* _Given exercise_: Please retype the lines below exactly, leaving out the pictures.

* _Supplied data_:
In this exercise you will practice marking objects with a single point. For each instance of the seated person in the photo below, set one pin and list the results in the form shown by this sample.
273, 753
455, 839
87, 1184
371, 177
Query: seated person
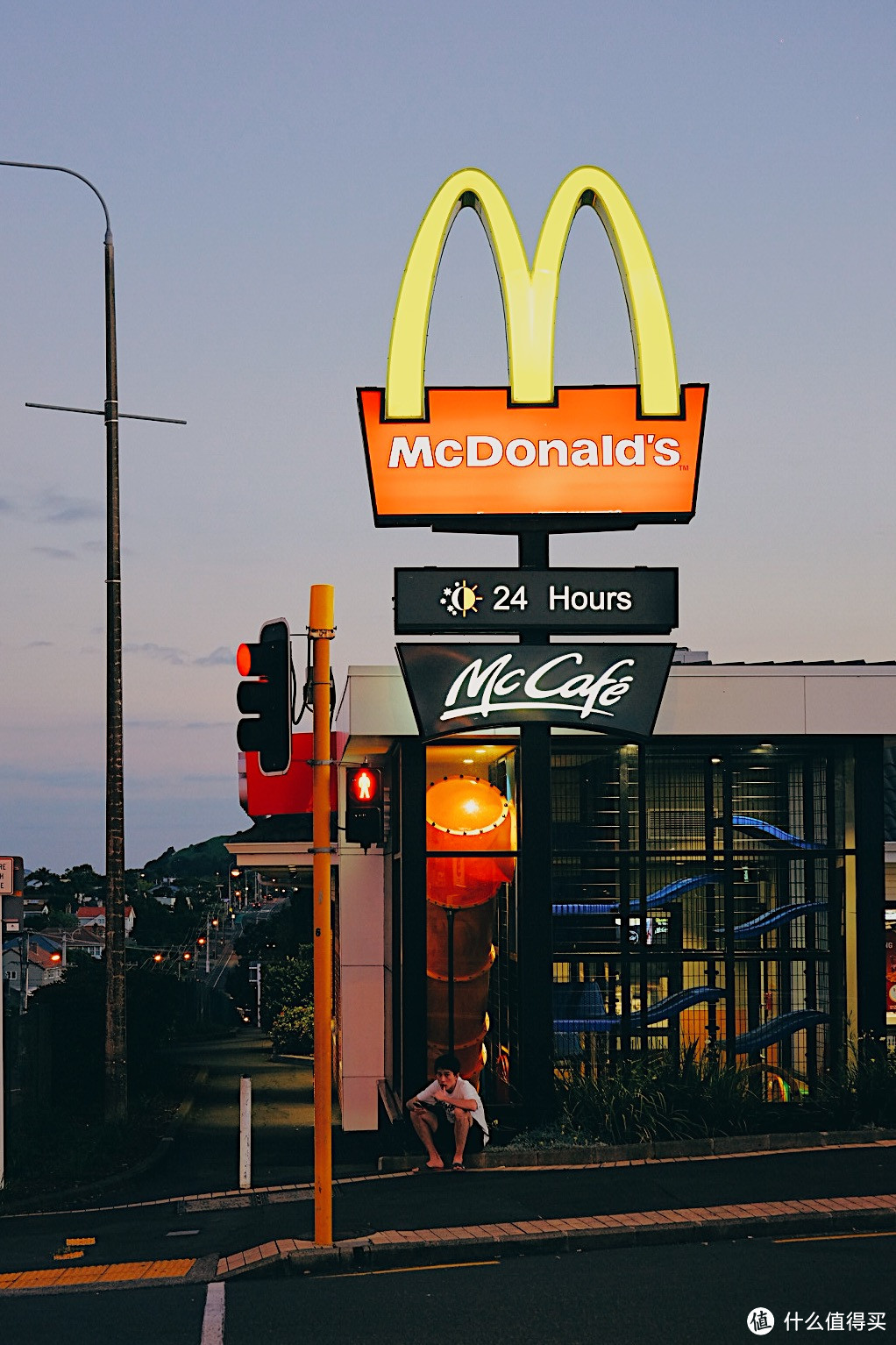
448, 1103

* _The response_:
In this exercise you will practice marking objects with a single point. For each instance of the seated person in the photo below, set one pin and list the results in the form shown by this sample.
273, 753
455, 839
87, 1184
371, 177
Query: seated person
448, 1103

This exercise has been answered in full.